INSTRUCTIONS TO FOLLOW
Reproduce every line of the items below between the lines holding "Could you please drop a point on the man in white" and "<point>453,435</point>", inclusive, leaving the wording lines unchanged. Shift each coordinate in the answers by -98.

═════ DATASET EXTRACT

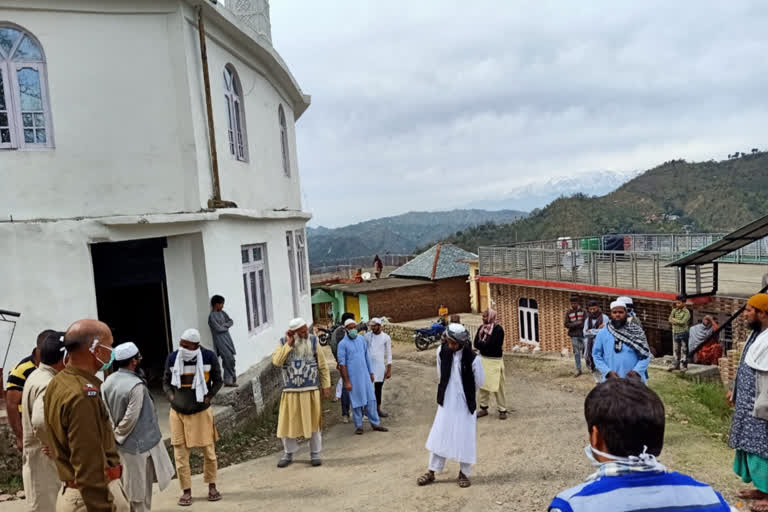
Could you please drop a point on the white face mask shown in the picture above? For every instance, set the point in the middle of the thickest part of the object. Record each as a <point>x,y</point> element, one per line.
<point>188,355</point>
<point>644,459</point>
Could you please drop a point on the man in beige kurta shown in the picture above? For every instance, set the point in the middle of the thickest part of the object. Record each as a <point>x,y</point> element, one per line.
<point>41,481</point>
<point>305,371</point>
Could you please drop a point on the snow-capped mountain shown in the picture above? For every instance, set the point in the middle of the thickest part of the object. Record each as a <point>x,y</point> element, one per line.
<point>539,194</point>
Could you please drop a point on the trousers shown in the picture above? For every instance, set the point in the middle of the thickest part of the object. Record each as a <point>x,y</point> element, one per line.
<point>183,470</point>
<point>70,500</point>
<point>290,445</point>
<point>437,464</point>
<point>484,397</point>
<point>370,409</point>
<point>681,348</point>
<point>578,348</point>
<point>377,388</point>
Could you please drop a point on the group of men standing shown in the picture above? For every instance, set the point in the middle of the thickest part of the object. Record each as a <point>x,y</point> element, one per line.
<point>614,346</point>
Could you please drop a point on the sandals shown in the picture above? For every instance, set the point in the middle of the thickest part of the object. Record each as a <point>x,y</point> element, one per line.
<point>426,479</point>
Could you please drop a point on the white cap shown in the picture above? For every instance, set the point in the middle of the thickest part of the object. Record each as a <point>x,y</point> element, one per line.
<point>297,323</point>
<point>192,335</point>
<point>126,351</point>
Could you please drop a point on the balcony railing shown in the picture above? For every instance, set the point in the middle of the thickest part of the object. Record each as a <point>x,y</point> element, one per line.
<point>617,269</point>
<point>680,244</point>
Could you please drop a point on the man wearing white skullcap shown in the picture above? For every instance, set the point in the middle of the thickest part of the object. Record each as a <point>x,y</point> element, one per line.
<point>380,348</point>
<point>305,372</point>
<point>621,348</point>
<point>139,441</point>
<point>192,378</point>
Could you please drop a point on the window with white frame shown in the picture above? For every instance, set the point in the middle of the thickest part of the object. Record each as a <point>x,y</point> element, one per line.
<point>25,114</point>
<point>284,141</point>
<point>256,286</point>
<point>301,260</point>
<point>528,311</point>
<point>233,92</point>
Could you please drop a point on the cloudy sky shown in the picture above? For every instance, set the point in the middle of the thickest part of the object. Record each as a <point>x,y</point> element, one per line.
<point>431,104</point>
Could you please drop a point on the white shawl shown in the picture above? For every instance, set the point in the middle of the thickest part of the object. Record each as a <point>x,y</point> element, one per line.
<point>757,356</point>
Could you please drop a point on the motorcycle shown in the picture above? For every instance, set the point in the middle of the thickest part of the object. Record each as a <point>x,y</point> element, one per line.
<point>424,338</point>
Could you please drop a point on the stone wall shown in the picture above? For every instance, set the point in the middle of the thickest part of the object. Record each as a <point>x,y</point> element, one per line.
<point>424,301</point>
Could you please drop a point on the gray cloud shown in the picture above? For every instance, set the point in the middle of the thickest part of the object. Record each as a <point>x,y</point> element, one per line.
<point>430,104</point>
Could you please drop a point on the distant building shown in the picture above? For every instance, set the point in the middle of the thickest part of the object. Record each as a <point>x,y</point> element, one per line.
<point>109,203</point>
<point>413,291</point>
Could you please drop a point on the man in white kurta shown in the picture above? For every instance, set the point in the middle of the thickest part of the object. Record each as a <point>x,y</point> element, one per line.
<point>380,350</point>
<point>41,480</point>
<point>139,442</point>
<point>453,435</point>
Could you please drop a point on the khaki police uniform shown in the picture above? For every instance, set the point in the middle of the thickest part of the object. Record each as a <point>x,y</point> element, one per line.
<point>83,445</point>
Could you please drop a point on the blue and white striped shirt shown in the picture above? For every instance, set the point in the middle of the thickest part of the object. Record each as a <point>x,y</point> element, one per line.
<point>641,491</point>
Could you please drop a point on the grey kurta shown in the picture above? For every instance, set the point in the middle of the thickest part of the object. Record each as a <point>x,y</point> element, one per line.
<point>219,322</point>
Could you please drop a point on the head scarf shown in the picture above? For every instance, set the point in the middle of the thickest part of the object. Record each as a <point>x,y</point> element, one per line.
<point>759,301</point>
<point>487,327</point>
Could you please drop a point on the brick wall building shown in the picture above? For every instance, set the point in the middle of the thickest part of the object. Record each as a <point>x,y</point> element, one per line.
<point>416,302</point>
<point>545,320</point>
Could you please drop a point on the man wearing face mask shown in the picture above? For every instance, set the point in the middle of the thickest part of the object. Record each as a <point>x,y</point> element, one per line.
<point>625,423</point>
<point>749,424</point>
<point>140,443</point>
<point>621,349</point>
<point>79,429</point>
<point>454,431</point>
<point>192,379</point>
<point>357,371</point>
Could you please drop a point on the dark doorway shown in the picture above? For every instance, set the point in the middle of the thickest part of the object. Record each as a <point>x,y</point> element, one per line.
<point>131,297</point>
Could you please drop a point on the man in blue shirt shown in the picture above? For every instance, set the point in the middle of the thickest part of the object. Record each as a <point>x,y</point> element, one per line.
<point>625,421</point>
<point>621,349</point>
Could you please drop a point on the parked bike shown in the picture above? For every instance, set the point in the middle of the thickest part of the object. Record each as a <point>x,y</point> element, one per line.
<point>424,338</point>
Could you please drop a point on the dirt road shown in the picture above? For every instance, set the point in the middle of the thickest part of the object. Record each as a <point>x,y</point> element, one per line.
<point>522,462</point>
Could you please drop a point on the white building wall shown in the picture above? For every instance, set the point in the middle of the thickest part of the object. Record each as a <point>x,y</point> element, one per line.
<point>259,182</point>
<point>186,277</point>
<point>122,129</point>
<point>222,241</point>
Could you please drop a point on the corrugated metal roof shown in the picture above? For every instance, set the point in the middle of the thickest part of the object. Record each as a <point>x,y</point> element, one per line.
<point>728,244</point>
<point>439,262</point>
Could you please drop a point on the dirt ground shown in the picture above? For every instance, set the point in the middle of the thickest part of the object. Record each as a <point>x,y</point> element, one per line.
<point>522,462</point>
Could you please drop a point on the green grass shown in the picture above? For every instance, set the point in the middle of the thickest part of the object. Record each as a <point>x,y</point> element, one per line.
<point>702,405</point>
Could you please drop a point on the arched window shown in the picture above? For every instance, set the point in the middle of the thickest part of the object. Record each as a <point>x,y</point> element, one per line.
<point>238,144</point>
<point>25,115</point>
<point>284,141</point>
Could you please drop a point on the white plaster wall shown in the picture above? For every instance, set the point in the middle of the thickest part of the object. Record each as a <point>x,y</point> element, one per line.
<point>258,183</point>
<point>222,241</point>
<point>185,274</point>
<point>46,275</point>
<point>121,120</point>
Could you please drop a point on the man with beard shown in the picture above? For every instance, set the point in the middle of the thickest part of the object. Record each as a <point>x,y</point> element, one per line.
<point>304,373</point>
<point>192,378</point>
<point>595,321</point>
<point>454,431</point>
<point>357,371</point>
<point>489,341</point>
<point>749,425</point>
<point>621,349</point>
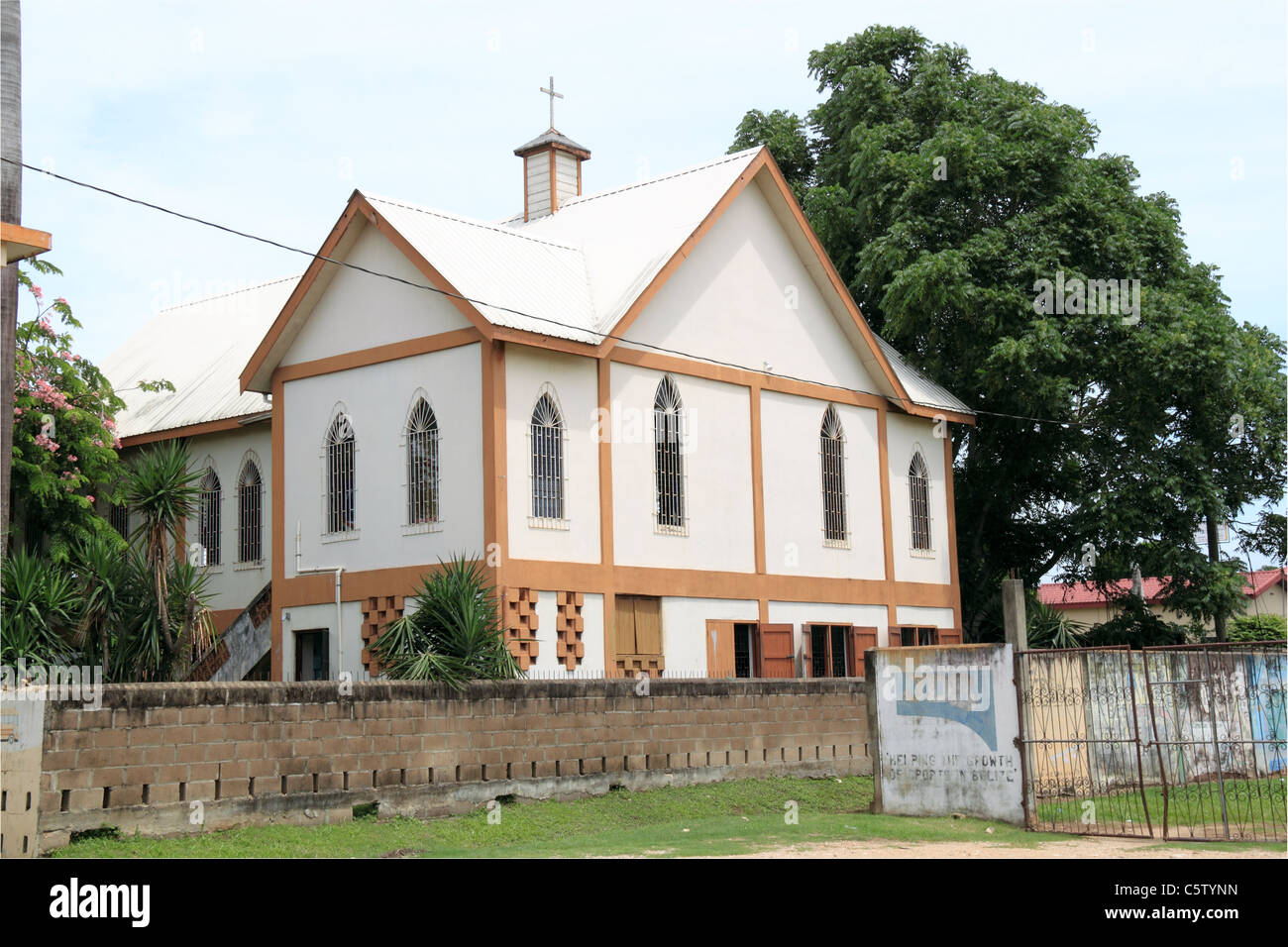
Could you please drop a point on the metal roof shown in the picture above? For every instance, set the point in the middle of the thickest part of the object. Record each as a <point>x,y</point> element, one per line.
<point>200,348</point>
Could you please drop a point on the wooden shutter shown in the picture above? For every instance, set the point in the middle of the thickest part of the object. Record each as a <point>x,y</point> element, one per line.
<point>861,639</point>
<point>777,654</point>
<point>720,650</point>
<point>648,626</point>
<point>625,625</point>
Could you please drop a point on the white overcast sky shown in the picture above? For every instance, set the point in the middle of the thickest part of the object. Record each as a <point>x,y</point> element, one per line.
<point>266,115</point>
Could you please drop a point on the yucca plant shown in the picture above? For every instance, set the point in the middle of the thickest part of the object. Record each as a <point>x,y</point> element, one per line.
<point>39,612</point>
<point>162,492</point>
<point>452,633</point>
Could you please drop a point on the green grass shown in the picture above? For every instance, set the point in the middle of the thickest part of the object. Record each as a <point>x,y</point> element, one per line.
<point>720,818</point>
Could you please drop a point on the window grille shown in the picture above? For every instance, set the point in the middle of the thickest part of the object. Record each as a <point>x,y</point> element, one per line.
<point>918,499</point>
<point>669,457</point>
<point>250,513</point>
<point>340,450</point>
<point>207,517</point>
<point>832,463</point>
<point>546,437</point>
<point>423,506</point>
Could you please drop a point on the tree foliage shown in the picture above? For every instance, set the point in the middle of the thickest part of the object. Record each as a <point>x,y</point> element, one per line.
<point>1107,434</point>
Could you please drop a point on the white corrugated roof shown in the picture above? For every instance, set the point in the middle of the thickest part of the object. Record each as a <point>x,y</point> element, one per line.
<point>200,348</point>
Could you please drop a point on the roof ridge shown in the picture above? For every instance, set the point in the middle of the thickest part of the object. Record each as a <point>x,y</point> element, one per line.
<point>231,292</point>
<point>472,222</point>
<point>692,169</point>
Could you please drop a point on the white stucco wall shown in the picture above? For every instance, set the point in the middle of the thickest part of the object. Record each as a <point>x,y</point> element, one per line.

══════════

ANSWER TO THIS EXERCISE
Could you please drop a point on the man in white kurta shown in the picture above? For every instance, set the point in the middle of the thickest part of the object. Record each as a <point>x,y</point> element, one per line.
<point>282,252</point>
<point>-57,382</point>
<point>41,344</point>
<point>355,337</point>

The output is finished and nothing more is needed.